Task details
In full and without alteration, give the listing again.
Content starts
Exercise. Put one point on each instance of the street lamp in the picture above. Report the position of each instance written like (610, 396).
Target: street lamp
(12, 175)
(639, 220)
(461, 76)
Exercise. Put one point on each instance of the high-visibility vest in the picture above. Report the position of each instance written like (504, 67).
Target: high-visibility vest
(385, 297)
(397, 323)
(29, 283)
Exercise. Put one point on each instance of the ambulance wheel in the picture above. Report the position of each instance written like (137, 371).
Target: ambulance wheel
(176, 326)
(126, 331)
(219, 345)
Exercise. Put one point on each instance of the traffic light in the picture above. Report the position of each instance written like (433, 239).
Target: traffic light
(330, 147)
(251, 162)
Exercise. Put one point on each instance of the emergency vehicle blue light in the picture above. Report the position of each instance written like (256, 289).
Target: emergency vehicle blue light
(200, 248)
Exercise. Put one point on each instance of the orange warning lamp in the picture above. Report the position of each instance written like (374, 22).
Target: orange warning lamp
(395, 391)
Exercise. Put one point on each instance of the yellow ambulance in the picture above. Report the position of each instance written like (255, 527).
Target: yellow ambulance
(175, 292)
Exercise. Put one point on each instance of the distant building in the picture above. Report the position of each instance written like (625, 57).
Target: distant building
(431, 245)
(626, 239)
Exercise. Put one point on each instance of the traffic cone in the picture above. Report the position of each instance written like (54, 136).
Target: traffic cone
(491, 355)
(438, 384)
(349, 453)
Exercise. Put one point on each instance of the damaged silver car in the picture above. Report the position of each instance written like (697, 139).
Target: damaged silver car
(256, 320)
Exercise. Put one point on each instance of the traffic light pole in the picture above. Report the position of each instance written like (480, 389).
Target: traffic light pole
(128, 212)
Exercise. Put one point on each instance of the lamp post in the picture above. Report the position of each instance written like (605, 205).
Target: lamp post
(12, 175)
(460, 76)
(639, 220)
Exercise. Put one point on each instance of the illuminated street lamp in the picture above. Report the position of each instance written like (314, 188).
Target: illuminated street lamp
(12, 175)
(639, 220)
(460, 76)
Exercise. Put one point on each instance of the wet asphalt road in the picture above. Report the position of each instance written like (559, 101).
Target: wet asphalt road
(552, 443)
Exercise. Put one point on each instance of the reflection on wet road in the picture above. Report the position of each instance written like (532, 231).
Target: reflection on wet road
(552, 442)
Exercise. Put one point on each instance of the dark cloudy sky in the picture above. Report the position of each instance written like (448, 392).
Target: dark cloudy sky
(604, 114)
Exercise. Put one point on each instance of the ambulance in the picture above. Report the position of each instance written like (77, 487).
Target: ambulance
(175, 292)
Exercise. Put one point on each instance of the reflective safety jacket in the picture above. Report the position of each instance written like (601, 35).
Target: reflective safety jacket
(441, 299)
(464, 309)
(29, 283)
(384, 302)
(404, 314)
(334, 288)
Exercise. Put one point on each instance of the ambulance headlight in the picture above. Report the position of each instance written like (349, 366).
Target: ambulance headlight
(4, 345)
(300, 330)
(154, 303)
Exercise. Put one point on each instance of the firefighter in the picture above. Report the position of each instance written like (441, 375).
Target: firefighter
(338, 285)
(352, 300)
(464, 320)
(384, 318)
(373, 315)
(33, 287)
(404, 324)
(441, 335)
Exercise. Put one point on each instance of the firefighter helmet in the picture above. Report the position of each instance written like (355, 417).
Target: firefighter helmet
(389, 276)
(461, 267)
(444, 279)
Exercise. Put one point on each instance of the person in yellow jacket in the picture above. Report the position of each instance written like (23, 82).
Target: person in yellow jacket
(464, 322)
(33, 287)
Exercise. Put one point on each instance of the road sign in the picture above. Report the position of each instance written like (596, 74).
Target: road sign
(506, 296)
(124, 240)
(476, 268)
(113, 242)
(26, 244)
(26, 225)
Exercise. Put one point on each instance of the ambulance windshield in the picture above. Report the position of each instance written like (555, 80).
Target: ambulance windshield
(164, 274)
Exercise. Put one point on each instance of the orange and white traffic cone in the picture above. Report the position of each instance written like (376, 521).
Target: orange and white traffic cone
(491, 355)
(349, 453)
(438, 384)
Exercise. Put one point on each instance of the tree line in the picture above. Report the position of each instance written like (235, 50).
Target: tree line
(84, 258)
Content ends
Response for this exercise
Exercise. Put one point on each instance of the street lamp in the picture above. Report the position of each instance written like (610, 396).
Target: street lamp
(12, 175)
(639, 220)
(461, 76)
Exercise. Put one point on each instance of the high-visibility vest in the picture above. Report the position of each instance written like (504, 67).
Target: high-visibility vest
(385, 297)
(397, 323)
(29, 283)
Exercise. Put one point on each instance of the ambulance wheel in the picture above. Report the position of each instance written like (137, 371).
Target: ambulance wheel
(176, 326)
(126, 331)
(219, 345)
Exercise. Put one point on each instance of the traffic light in the picture above. Report the position of each instance written like (433, 239).
Target: traffic light
(330, 147)
(251, 162)
Exercise. Put one point on each instance of the emergency vehicle blue light in the picture above. Report the position of each instance written like (256, 289).
Target: emergency vehicle blue light
(200, 248)
Exercise. Put one point on each instance of the orange warning lamp in the picture above. Report the position of each instance written like (374, 22).
Target: orange warning lamp
(395, 391)
Exercise. Put one point on each instance of the yellow ambulance in the picture above. Report the position of each instance written like (255, 527).
Target: yellow ambulance
(175, 292)
Exercise. Put one point on each instance of the distant building in the picture above. Report the position of each instance written like (625, 57).
Target: distant building
(431, 245)
(626, 239)
Exercise. Put one point on each instance of the traffic cone in the picture above. Report the position of each instance written like (54, 136).
Target: traffic cone
(491, 355)
(438, 384)
(349, 453)
Exercise. Put one point on each instance of the damaged silver car in the picture above. Report the position of each instance written like (697, 139).
Target: damaged silver car
(256, 320)
Exercise. Put one point on each instance of the traffic light pole in the picture above. Report the position of each instance written like (480, 389).
Target: traffic light pole
(128, 212)
Exercise. Put one point on each instance of the lamp post in the picture above. Report the position of each instance written like (605, 205).
Target: lamp post
(12, 175)
(460, 76)
(639, 220)
Exercise. Put one point on each instance of the illuminated street lamp in the picture above. Report the position of each instance written like (314, 188).
Target: illuminated street lamp
(12, 175)
(639, 220)
(460, 76)
Exercise. Put one point on each instance of the wet asphalt road in the picture above. Report the position of each instance written like (559, 101).
Target: wet asphalt road
(552, 443)
Exercise. Put one point on each instance of the reflection on wet road in the picture above. Report the position of each instance written like (532, 231).
Target: reflection on wet road
(552, 442)
Exercise. Put one point on each instance of the dark cloudy sky in the picture above. Report the position of each instance written like (448, 392).
Target: dark cloudy sky
(604, 114)
Exercise. Put one point on each instance of the ambulance in the picture above. Report the position of each instance written like (77, 487).
Target: ambulance
(175, 292)
Exercise. Put one point on each instance of the reflective safety jacket in the picture above. Report the position of each instance written like (601, 35).
Target: reflective safety jacket
(441, 299)
(464, 309)
(29, 283)
(384, 302)
(404, 314)
(334, 288)
Exercise. Put one point on each instance of the ambulance headlight in the picture above. Report the position of each instance written like (349, 366).
Target: ambulance headlight
(4, 345)
(300, 330)
(154, 303)
Exercise. Put one point on each instance of the firefighter in the picture above. Report the position of each instance written like (441, 375).
Target: firefighter
(338, 285)
(352, 300)
(464, 320)
(384, 318)
(373, 315)
(33, 287)
(404, 324)
(441, 335)
Exercise. Put one point on each instance of the firefighter helmet in the picture above. Report the position of each instance written like (355, 417).
Target: firefighter helmet
(389, 276)
(461, 267)
(444, 279)
Exercise. Put one point on each instance of the person in yellow jacket in the picture above. Report the position of each instance written like (23, 82).
Target: person in yellow jacket
(464, 322)
(33, 287)
Exercise. Put one point on each instance of the road sign in the picture above. Report the position of each instance written like (596, 74).
Target: road sign
(506, 296)
(124, 240)
(476, 268)
(113, 242)
(26, 244)
(26, 225)
Exercise. Put one point on each instance of the ambulance windshield in the picture above. Report the position of each instance written like (555, 80).
Target: ambulance windshield
(164, 274)
Exercise. Put one point on each instance of the orange and white traffic cone in the picture above. Report the position of each instance written like (376, 521).
Target: orange and white traffic cone
(491, 355)
(349, 453)
(438, 384)
Exercise. Put one point on each instance of the tree line in the picture above. Report the position of each instance written like (235, 50).
Target: tree line
(84, 258)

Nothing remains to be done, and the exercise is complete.